From the backup user account:

virtualenv env
env/bin/pip install git+https://github.com/cmusatyalab/deltaic
env/bin/deltaic mkconf sudoers | sudo tee /etc/sudoers.d/deltaic
env/bin/deltaic mkconf crontab --email [email protected] | crontab

Set up data sources by configuring the system as described below and then making the proper entries in ~/.config/deltaic.conf.

Data Sources

`coda`: The Coda distributed filesystem

coda backs up individual replicas of Coda volumes by connecting to a Coda server via SSH and running volutil dump and codadump2tar. File/directory UIDs and mode bits are stored as rsync-compatible extended attributes. ACLs are not stored.

For performance, coda takes incremental volume dumps when possible. However, incremental dumps do not record deleted files, so in each backup run, coda will perform full dumps on a random subset of volumes (1 in 7 by default).

Requirements

For best results, Coda 6.9.6 or above.
SSH authorized_keys access to root on the Coda servers

Restoring

Authenticate a Coda client on a remote host, then run:

deltaic rsync restore --coda -u <remote-unix-user> <coda-backup-dir> <remote-host> <destination-coda-filesystem-path>

This command runs rsync with the necessary options to restore all backed-up metadata. Additional options specified to the restore command (such as --delete) will be forwarded to rsync.

`github`: GitHub organizations

github backs up GitHub teams, repositories, wikis, issues, milestones, commit comments, release metadata, and release assets for all accessible repositories within configured GitHub organizations. Repositories and wikis are stored as bare Git repositories, release assets as individual files, and all other metadata in JSON format.

Requirements

Git 1.7.1.1 or above
Configured API key obtained with deltaic github auth

Restoring

Repository and wiki data can be restored with git push. Restore tools for other metadata have not yet been written. (Note that it is impossible to restore all data types to GitHub in their original form. Creator information for e.g. individual issue comments cannot be restored without access to the creators' GitHub accounts, and timestamps cannot be restored at all.)

### MATERIAL SHOWN
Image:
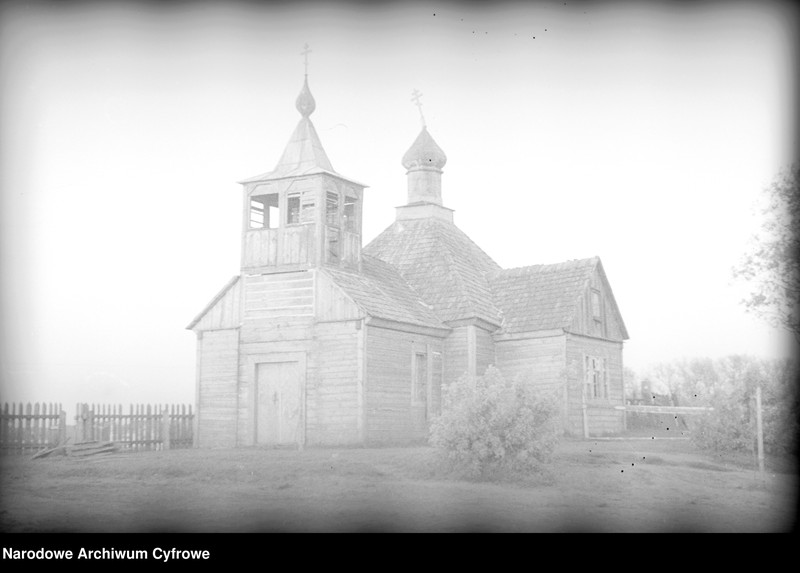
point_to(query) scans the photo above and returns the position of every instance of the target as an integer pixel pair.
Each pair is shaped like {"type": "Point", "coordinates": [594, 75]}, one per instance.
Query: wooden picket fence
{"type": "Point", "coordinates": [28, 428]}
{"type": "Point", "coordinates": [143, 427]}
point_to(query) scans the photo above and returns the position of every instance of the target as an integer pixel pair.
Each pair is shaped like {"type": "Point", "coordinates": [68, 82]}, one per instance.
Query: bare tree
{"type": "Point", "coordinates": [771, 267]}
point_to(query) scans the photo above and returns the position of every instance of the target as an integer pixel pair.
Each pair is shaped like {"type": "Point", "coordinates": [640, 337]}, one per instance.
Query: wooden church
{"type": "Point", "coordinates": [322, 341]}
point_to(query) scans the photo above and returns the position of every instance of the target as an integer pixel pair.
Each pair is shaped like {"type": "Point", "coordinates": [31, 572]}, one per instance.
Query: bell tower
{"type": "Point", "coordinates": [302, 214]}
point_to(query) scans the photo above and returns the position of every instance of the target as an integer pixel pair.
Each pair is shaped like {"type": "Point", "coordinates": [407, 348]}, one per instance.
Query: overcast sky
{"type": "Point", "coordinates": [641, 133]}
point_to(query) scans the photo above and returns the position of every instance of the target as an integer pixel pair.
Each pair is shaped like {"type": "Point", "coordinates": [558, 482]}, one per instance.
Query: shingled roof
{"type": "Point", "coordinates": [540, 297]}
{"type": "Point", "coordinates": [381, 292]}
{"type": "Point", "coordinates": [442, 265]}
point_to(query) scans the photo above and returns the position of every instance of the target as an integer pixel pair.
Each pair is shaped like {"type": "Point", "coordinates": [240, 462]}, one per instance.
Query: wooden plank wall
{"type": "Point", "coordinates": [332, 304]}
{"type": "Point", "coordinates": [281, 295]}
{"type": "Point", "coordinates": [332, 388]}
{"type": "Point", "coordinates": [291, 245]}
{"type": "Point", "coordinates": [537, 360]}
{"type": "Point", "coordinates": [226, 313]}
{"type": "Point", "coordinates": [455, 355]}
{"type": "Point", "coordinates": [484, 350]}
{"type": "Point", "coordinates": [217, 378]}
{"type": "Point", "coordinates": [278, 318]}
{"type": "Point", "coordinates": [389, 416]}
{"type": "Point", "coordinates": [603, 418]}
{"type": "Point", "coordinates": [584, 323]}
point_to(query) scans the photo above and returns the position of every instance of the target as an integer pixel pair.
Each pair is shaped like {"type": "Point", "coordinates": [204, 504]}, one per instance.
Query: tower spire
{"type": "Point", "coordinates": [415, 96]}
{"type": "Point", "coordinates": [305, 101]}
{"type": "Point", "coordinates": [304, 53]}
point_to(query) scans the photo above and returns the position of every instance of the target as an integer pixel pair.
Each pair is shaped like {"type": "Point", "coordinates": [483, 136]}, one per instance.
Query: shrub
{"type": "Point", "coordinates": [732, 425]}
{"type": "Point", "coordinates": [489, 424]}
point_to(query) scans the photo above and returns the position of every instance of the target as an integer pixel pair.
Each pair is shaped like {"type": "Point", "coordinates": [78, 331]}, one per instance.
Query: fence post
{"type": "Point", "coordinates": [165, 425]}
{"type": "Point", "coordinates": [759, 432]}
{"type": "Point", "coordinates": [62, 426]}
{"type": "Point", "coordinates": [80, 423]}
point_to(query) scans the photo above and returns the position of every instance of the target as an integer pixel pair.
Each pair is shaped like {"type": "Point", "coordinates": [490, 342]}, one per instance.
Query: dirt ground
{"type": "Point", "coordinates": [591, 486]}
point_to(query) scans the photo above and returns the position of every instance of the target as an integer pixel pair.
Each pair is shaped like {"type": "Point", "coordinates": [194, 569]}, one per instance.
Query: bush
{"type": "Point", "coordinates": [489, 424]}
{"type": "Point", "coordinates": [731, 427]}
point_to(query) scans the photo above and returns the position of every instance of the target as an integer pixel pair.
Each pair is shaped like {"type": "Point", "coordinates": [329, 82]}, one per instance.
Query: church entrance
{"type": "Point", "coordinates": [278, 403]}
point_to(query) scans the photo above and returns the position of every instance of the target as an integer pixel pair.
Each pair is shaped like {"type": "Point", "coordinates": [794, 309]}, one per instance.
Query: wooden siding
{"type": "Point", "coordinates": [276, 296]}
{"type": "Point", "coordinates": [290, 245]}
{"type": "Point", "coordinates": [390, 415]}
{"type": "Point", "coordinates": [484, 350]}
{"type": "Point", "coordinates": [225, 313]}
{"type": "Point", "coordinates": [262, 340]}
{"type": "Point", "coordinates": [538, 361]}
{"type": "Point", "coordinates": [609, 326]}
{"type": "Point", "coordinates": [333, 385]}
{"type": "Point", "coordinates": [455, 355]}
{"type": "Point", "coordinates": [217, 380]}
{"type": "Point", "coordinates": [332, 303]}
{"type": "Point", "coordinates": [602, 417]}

### INSTRUCTION
Write out the entire Deltaic backup setup text from above, word for word and with no changes.

### FINAL ANSWER
From the backup user account:

virtualenv env
env/bin/pip install git+https://github.com/cmusatyalab/deltaic
env/bin/deltaic mkconf sudoers | sudo tee /etc/sudoers.d/deltaic
env/bin/deltaic mkconf crontab --email [email protected] | crontab

Set up data sources by configuring the system as described below and then making the proper entries in ~/.config/deltaic.conf.

Data Sources

`coda`: The Coda distributed filesystem

coda backs up individual replicas of Coda volumes by connecting to a Coda server via SSH and running volutil dump and codadump2tar. File/directory UIDs and mode bits are stored as rsync-compatible extended attributes. ACLs are not stored.

For performance, coda takes incremental volume dumps when possible. However, incremental dumps do not record deleted files, so in each backup run, coda will perform full dumps on a random subset of volumes (1 in 7 by default).

Requirements

For best results, Coda 6.9.6 or above.
SSH authorized_keys access to root on the Coda servers

Restoring

Authenticate a Coda client on a remote host, then run:

deltaic rsync restore --coda -u <remote-unix-user> <coda-backup-dir> <remote-host> <destination-coda-filesystem-path>

This command runs rsync with the necessary options to restore all backed-up metadata. Additional options specified to the restore command (such as --delete) will be forwarded to rsync.

`github`: GitHub organizations

github backs up GitHub teams, repositories, wikis, issues, milestones, commit comments, release metadata, and release assets for all accessible repositories within configured GitHub organizations. Repositories and wikis are stored as bare Git repositories, release assets as individual files, and all other metadata in JSON format.

Requirements

Git 1.7.1.1 or above
Configured API key obtained with deltaic github auth

Restoring

Repository and wiki data can be restored with git push. Restore tools for other metadata have not yet been written. (Note that it is impossible to restore all data types to GitHub in their original form. Creator information for e.g. individual issue comments cannot be restored without access to the creators' GitHub accounts, and timestamps cannot be restored at all.)